### Material supplied:
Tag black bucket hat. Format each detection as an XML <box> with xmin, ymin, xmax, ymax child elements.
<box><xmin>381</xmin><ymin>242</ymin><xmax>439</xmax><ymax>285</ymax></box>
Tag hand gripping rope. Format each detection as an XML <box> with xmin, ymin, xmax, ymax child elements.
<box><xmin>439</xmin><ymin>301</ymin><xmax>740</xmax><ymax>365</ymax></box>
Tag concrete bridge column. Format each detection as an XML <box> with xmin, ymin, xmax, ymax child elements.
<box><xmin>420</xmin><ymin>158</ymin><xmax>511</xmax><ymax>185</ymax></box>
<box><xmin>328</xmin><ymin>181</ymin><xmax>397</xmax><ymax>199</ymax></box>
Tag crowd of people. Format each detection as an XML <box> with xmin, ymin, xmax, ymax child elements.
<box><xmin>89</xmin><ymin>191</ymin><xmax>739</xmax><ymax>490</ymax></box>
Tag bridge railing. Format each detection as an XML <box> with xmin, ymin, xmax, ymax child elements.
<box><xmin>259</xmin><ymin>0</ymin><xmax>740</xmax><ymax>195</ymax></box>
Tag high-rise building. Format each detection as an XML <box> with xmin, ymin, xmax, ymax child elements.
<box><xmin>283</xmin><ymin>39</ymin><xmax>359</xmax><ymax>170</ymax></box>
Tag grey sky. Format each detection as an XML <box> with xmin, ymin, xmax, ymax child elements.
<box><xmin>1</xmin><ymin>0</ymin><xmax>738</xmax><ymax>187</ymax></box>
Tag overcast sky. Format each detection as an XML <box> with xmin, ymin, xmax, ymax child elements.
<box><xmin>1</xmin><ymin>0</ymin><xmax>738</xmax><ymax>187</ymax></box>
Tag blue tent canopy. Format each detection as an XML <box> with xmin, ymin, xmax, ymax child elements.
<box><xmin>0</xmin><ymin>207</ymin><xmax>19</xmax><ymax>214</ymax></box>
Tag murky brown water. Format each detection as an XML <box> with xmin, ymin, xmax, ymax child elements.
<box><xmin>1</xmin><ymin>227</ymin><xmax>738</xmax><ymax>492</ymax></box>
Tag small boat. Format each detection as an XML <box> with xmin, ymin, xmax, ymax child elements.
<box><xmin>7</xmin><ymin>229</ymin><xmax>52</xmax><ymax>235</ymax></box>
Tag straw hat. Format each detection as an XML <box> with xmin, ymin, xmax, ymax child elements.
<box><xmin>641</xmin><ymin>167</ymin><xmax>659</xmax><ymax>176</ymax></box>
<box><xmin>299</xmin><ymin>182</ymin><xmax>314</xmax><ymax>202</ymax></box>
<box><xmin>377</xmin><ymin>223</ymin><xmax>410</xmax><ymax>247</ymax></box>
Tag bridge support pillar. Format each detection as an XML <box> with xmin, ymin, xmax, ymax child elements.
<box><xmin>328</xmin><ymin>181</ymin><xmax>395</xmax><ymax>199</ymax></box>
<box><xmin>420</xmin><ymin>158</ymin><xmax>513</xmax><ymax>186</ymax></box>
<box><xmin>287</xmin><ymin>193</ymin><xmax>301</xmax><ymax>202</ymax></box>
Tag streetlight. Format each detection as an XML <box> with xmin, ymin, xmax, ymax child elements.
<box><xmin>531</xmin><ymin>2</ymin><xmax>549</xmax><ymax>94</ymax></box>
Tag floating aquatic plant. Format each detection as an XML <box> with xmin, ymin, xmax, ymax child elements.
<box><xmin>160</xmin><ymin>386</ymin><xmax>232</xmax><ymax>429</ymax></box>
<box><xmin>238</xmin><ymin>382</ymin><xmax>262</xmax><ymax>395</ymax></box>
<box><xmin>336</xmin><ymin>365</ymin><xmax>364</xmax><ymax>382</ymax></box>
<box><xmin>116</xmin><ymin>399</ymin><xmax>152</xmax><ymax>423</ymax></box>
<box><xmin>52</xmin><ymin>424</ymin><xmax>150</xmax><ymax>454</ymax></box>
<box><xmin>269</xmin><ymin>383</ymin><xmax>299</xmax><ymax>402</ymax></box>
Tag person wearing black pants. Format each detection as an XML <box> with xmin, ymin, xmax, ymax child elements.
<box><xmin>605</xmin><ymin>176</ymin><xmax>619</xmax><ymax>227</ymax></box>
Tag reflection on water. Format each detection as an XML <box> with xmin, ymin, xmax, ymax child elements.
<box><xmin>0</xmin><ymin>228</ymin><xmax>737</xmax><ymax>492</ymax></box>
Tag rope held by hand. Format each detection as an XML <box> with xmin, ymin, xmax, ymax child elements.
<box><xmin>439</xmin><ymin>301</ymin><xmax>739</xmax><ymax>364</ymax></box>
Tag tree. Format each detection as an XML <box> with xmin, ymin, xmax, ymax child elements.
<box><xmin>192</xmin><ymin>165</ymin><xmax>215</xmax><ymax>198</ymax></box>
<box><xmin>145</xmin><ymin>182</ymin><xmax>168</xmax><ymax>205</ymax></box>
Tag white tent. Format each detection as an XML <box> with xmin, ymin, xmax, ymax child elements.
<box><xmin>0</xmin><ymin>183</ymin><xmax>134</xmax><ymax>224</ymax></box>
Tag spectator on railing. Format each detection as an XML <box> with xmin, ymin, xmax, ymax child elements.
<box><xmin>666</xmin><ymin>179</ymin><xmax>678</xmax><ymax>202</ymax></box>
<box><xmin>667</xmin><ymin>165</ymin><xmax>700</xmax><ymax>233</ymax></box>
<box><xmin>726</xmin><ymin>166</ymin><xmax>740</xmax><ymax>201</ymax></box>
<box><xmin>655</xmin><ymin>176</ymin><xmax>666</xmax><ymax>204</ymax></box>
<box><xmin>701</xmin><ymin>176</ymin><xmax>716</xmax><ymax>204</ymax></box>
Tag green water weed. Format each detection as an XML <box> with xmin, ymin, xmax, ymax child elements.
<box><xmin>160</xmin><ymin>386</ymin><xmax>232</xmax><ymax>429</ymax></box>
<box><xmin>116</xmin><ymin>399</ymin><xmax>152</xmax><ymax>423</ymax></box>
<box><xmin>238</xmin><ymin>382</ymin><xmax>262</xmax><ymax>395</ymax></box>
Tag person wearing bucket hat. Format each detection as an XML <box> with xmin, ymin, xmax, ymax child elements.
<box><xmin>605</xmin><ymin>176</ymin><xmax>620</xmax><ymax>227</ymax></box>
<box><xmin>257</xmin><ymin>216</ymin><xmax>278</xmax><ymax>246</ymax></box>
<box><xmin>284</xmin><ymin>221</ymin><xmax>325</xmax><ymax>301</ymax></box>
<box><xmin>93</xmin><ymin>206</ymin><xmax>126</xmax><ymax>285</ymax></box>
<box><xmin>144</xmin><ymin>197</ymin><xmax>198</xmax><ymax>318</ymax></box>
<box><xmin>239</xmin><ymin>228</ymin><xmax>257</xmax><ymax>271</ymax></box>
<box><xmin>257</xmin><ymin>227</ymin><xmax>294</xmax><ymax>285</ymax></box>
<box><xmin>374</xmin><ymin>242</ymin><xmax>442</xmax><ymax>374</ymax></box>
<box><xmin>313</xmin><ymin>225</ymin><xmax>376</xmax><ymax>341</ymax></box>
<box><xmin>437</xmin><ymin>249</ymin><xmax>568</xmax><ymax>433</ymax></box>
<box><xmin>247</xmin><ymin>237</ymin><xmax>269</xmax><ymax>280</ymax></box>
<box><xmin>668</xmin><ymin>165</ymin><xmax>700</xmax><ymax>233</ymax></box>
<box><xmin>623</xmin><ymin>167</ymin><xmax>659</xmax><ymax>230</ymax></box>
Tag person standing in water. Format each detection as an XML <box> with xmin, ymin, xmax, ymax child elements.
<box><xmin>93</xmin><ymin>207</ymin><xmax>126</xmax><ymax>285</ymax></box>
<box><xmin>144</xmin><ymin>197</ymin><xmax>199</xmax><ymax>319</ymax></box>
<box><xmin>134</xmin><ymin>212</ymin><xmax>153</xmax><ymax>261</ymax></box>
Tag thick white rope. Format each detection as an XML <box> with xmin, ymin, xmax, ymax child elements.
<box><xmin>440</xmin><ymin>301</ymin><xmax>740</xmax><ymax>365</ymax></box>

### Activity:
Copy each line exactly, from the line containing "Tag person wearing bucket" down to the last line of the material, and no other lines.

### Answer area:
Tag person wearing bucket hat. Format each detection as an XML <box> with xmin, ymin, xmax, ymax child elements.
<box><xmin>605</xmin><ymin>176</ymin><xmax>620</xmax><ymax>227</ymax></box>
<box><xmin>257</xmin><ymin>216</ymin><xmax>278</xmax><ymax>246</ymax></box>
<box><xmin>284</xmin><ymin>221</ymin><xmax>325</xmax><ymax>301</ymax></box>
<box><xmin>93</xmin><ymin>206</ymin><xmax>126</xmax><ymax>285</ymax></box>
<box><xmin>144</xmin><ymin>197</ymin><xmax>198</xmax><ymax>318</ymax></box>
<box><xmin>239</xmin><ymin>228</ymin><xmax>257</xmax><ymax>271</ymax></box>
<box><xmin>257</xmin><ymin>227</ymin><xmax>294</xmax><ymax>285</ymax></box>
<box><xmin>374</xmin><ymin>242</ymin><xmax>442</xmax><ymax>374</ymax></box>
<box><xmin>313</xmin><ymin>225</ymin><xmax>376</xmax><ymax>341</ymax></box>
<box><xmin>437</xmin><ymin>249</ymin><xmax>568</xmax><ymax>433</ymax></box>
<box><xmin>247</xmin><ymin>237</ymin><xmax>269</xmax><ymax>280</ymax></box>
<box><xmin>668</xmin><ymin>165</ymin><xmax>700</xmax><ymax>233</ymax></box>
<box><xmin>623</xmin><ymin>167</ymin><xmax>659</xmax><ymax>230</ymax></box>
Tag person standing in water. Format each detection as an XML <box> with xmin, ymin, xmax, ymax child elements.
<box><xmin>93</xmin><ymin>207</ymin><xmax>126</xmax><ymax>285</ymax></box>
<box><xmin>144</xmin><ymin>197</ymin><xmax>199</xmax><ymax>319</ymax></box>
<box><xmin>134</xmin><ymin>212</ymin><xmax>153</xmax><ymax>261</ymax></box>
Tag thick white rope. Format each detection as an XML <box> with xmin, ymin, xmax, ymax child elements.
<box><xmin>440</xmin><ymin>301</ymin><xmax>740</xmax><ymax>365</ymax></box>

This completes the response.